▽

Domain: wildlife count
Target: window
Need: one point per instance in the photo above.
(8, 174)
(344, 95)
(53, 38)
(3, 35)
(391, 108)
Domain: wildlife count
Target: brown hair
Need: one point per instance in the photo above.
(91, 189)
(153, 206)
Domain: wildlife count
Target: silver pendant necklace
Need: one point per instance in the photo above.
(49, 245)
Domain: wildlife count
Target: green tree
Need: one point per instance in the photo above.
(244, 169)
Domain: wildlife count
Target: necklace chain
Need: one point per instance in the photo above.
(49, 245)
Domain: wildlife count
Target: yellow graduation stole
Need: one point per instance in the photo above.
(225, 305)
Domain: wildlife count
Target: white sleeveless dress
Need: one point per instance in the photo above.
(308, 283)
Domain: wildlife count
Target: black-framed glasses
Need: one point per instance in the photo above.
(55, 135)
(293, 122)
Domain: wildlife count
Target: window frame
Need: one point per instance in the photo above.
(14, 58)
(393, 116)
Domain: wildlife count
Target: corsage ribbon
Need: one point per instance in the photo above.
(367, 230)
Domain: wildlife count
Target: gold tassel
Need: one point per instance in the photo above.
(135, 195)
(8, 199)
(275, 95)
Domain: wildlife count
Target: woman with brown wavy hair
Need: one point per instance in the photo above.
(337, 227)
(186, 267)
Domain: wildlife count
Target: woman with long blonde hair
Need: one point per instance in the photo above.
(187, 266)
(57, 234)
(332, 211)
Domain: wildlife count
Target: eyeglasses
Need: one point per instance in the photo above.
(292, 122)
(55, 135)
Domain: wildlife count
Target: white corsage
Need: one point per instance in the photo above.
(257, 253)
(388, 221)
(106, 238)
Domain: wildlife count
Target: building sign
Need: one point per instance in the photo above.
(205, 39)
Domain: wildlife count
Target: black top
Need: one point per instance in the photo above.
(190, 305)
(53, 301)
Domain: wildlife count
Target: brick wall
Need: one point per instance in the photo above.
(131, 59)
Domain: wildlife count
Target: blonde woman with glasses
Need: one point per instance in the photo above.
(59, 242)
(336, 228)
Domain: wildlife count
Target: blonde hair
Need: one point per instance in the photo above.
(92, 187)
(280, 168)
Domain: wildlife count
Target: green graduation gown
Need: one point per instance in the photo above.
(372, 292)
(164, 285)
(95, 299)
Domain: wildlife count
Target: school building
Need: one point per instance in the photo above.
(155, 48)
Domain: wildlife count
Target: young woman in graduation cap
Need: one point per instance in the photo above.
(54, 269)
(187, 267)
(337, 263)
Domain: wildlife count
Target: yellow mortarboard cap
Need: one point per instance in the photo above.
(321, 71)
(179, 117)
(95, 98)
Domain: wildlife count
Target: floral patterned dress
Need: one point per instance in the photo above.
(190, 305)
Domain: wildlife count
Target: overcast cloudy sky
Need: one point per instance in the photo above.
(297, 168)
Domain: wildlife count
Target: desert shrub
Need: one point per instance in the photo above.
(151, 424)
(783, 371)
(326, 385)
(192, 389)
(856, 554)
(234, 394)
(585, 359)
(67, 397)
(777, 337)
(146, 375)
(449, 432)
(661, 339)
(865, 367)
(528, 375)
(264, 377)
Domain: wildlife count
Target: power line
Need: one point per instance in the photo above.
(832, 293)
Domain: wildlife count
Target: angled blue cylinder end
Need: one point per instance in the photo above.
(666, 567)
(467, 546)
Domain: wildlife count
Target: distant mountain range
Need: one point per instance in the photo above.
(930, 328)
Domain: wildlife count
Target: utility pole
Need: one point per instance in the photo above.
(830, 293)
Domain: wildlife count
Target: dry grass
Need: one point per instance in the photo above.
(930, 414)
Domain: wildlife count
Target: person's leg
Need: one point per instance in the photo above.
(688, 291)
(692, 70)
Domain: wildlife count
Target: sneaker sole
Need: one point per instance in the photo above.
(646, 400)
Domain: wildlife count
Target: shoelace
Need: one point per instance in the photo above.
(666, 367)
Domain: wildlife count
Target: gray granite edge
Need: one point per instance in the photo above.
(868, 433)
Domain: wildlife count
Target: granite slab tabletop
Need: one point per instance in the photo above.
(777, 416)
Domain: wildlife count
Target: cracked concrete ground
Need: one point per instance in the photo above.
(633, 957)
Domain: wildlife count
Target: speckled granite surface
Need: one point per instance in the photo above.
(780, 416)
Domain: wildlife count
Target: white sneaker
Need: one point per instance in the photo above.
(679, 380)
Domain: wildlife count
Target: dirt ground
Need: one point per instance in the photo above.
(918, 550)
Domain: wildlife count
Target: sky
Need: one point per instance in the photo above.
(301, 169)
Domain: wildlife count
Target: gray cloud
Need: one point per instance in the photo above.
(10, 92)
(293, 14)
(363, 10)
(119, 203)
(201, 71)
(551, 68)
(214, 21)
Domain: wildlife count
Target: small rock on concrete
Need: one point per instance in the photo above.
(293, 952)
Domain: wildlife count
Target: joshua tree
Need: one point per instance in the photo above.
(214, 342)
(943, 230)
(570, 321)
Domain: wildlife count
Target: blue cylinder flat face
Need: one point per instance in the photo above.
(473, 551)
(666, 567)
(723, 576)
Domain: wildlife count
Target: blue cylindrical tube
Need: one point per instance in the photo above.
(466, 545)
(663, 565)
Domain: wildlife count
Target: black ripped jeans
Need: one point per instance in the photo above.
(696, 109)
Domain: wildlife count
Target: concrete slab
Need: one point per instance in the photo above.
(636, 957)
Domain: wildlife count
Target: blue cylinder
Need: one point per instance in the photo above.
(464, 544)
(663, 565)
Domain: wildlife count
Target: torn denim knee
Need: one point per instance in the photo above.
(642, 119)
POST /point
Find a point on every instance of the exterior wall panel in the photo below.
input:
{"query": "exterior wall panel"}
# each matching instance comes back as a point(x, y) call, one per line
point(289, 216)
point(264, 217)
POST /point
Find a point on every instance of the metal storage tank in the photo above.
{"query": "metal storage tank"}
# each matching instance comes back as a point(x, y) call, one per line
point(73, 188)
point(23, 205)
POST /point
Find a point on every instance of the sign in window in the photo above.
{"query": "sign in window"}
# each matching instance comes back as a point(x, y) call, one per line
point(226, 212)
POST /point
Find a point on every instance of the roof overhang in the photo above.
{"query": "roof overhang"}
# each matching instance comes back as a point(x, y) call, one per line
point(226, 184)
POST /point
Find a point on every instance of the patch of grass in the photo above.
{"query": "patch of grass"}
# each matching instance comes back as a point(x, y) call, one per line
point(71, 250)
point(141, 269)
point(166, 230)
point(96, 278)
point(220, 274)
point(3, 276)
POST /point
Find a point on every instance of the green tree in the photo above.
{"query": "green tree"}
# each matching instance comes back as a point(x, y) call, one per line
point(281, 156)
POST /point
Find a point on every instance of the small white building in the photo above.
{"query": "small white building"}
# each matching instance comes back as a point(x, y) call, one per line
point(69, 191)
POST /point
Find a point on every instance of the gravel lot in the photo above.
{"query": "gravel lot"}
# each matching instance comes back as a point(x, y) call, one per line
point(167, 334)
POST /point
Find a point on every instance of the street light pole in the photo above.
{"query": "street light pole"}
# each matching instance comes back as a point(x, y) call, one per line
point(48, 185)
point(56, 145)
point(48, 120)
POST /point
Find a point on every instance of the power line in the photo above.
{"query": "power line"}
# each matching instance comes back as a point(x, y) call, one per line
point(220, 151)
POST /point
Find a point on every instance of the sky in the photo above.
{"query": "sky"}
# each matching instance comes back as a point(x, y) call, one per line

△

Working from the entries above, filter out every line that lacks "roof" and copy what remains.

Find a point on every instance of the roof overhang in the photo above.
{"query": "roof overhang"}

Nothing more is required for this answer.